Stated goal: Please reproduce, word for word, the stretch from "I knew things" through "everything that matters." in the passage on rejection below.

Given text:
Rejection is perspective and it’s all about how you view failure that matters. It’s not how you see success. Failure is the major ingredient to success. If you’re not failing, you’re never going to succeed. That’s the problem. If you don’t fail, you won’t succeed. Most people don’t want to fail so they don’t try. It was about aligning Noah’s perspective of failure and success together. He was rejected. I might be wrong with the number, but I think it was something in the high 80s, where he auditioned and nothing was falling for him. He would get chemistry reads and then go and get it. He’d go to an executive level at Disney right to the top and right to the last minute, they chose somebody else.

I knew things were working for him, but he wasn’t getting the right role. His confidence level was sinking very quickly and he was having it affect him. This was going on for months and this is normal. I sat him down and he said, “I think I’m going to quit.” At seventeen he said, “I think I’m going to quit.” I said, “Why?” He goes, “I don’t know, dad. I probably need a plan B.” You get rejected. I understood that. This is a seventeen-year-old. I looked at him and I said, “Why do you audition?” He said, “To get the role.” I said, “That’s wrong. You audition to generate awareness. The chances of you getting a role when you audition are 1,000 to 1 if I’m kind. It’s not because you’re not good at what you do, it’s because they’re looking for something very specific. The chances of you being that specific needle in that haystack.” Chemistry reads with the star is everything that matters.

I said, “When you walk into a room, your job and your business is creating awareness for yourself.” Who’s in that audition? A casting director, a director, sometimes a producer and a camera person who’s doing that every day in the industry. When you look in that room, your job and role are to make yourself memorable so then when you leave, everyone in that room remembers you. That casting director is going to be casting for something else. That director is going to be directing for someone and one day, they’re going to go, “No,” because you were memorable.

He did something memorable. I work with clients all the time. I’m telling stories when they’re pitching to get them hired. That’s with La La Land. Do you remember that character Emma Stone played? She was a no-no until she told the story about her grandmother in Paris. If you have a personality in a story that makes you memorable outside of just reading the lines and the charisma that’s there back to the energy, then people pick up on that energy. It resonates with them and they go, “I want to be around that person’s energy in addition to the energy and talent they bring whether they’re on camera or in front of the audience as a keynote speaker.” There are so many similarities there on shifting that mindset and not being afraid of failure. Let’s talk about some of the clients that you’ve worked with Duncan Studio in particular, a lot of companies struggle. I’ve got this successful brand and maybe it’s not foreseen anymore as hip and new as it was and there are new competitors coming out. How have you worked with Duncan Studio to help them reinvent themselves?

Dataset content:
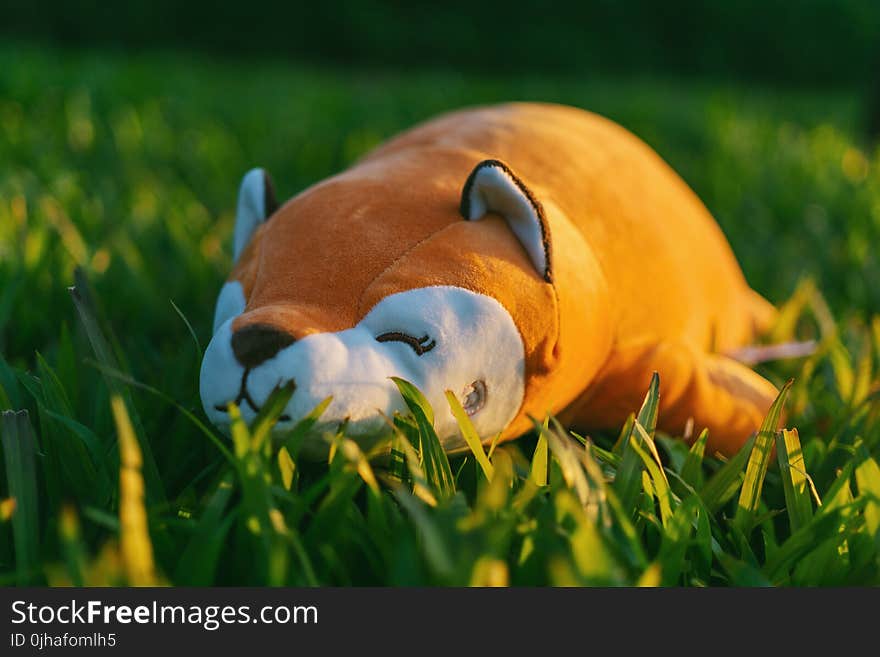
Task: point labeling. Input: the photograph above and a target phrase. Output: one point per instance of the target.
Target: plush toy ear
(256, 202)
(493, 187)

Task solution:
I knew things were working for him, but he wasn’t getting the right role. His confidence level was sinking very quickly and he was having it affect him. This was going on for months and this is normal. I sat him down and he said, “I think I’m going to quit.” At seventeen he said, “I think I’m going to quit.” I said, “Why?” He goes, “I don’t know, dad. I probably need a plan B.” You get rejected. I understood that. This is a seventeen-year-old. I looked at him and I said, “Why do you audition?” He said, “To get the role.” I said, “That’s wrong. You audition to generate awareness. The chances of you getting a role when you audition are 1,000 to 1 if I’m kind. It’s not because you’re not good at what you do, it’s because they’re looking for something very specific. The chances of you being that specific needle in that haystack.” Chemistry reads with the star is everything that matters.